TASK OBJECTIVE. Restating the records exactly is the whole task.

*** Begin section ***

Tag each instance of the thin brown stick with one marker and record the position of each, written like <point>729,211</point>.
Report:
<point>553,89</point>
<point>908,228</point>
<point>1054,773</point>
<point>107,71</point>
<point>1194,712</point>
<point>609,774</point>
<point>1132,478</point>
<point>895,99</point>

*** End section ***

ANSWER BOX.
Tag each instance of the thin brown stick with one marker and record the position of each, written like <point>729,211</point>.
Report:
<point>553,89</point>
<point>908,228</point>
<point>1054,773</point>
<point>107,71</point>
<point>1194,712</point>
<point>609,774</point>
<point>1132,478</point>
<point>895,99</point>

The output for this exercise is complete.